- **Text excerpt**:
** Begin **

Widening of the ‘same as’ consent provision now makes it easier for companies in the same group to grant permission to register a proposed name.

Amendments to trading disclosure requirements now means that any company located in an office or other location occupied by 6 or more companies may make its registered name available for inspection on a register.

There a fewer ‘sensitive’ words and expressions. The list (and where applicable Welsh and Gaelic equivalents) no longer includes:

  • abortion
  • authority
  • banknote
  • board
  • data protection
  • disciplinary
  • discipline
  • European
  • giro
  • group
  • holding
  • human rights
  • international
  • national
  • oversight
  • pregnancy termination
  • register
  • registered
  • registration
  • registry
  • regulation
  • rule committee
  • United Kingdom
  • watchdog

Explanation from York Place Company News

Radical changes to the company name rules come into force on 31 January 2015

There are quite radical changes in the two main areas that have, up till now, made it difficult to register certain names.

** End **

- **Record extracts**:

** Begin **

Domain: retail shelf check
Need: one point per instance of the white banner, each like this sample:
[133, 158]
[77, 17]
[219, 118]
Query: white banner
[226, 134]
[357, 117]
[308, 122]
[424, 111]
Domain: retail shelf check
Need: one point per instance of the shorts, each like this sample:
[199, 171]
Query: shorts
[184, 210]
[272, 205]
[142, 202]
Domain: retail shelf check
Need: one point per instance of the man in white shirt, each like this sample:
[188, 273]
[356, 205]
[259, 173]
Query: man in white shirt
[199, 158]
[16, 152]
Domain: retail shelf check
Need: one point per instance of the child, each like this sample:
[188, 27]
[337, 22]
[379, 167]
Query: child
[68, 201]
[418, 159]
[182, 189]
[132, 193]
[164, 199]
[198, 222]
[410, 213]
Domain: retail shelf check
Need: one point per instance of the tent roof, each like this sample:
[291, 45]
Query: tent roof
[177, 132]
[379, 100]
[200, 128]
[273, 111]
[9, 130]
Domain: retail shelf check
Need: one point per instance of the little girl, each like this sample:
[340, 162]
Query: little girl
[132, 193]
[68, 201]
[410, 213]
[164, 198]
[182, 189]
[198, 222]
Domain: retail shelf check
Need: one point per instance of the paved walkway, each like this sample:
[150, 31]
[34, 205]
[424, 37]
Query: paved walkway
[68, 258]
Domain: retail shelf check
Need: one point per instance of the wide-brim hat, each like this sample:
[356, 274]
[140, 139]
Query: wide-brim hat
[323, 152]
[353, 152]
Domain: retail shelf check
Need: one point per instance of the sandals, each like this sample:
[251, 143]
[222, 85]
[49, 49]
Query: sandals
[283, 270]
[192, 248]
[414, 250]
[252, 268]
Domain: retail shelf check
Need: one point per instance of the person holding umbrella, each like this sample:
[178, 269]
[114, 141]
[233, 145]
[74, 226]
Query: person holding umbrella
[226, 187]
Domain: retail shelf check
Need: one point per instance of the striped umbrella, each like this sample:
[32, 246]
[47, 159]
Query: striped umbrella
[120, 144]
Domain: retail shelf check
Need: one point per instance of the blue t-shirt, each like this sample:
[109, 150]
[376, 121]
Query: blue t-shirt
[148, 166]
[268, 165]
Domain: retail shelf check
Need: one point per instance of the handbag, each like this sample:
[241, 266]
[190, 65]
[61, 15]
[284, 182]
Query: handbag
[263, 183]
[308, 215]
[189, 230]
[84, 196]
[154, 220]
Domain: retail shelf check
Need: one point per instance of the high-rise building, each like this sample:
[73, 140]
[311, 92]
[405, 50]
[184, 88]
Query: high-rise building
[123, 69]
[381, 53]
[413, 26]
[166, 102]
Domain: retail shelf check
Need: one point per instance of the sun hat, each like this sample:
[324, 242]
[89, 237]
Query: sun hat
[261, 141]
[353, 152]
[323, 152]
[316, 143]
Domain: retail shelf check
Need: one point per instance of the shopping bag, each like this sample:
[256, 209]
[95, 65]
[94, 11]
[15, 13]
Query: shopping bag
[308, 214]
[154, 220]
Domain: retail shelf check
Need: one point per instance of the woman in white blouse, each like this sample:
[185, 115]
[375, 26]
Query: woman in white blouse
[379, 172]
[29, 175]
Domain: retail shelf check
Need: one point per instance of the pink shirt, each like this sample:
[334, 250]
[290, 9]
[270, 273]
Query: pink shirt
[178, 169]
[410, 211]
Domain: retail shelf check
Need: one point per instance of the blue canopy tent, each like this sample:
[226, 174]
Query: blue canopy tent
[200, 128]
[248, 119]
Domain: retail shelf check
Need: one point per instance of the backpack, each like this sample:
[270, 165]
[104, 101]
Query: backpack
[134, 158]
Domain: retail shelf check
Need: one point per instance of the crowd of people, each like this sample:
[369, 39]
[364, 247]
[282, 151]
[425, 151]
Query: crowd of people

** End **

- **Actions to take**:
[1] Using the text on company name rules, say whether each statement agrees with it. Answer yes or no for each, and quote the deciding words exactly.
(a) The changes to the company name rules take effect on 31 January 2015.
(b) A company at a location shared by 4 or more companies may make its registered name available for inspection on a register.
(c) "watchdog" remains on the list of sensitive words and expressions.
[2] Duplicate the part of the text on company name rules between "Amendments to trading" and "on a register.", inclusive.
The records have no connection to the text on company name rules.

- **Answers for the exercise**:
[1]
(a) Yes: "Radical changes to the company name rules come into force on 31 January 2015"
(b) No: "any company located in an office or other location occupied by 6 or more companies may make its registered name available for inspection on a register"
(c) No: "The list (and where applicable Welsh and Gaelic equivalents) no longer includes:" and "watchdog"

[2]
Amendments to trading disclosure requirements now means that any company located in an office or other location occupied by 6 or more companies may make its registered name available for inspection on a register.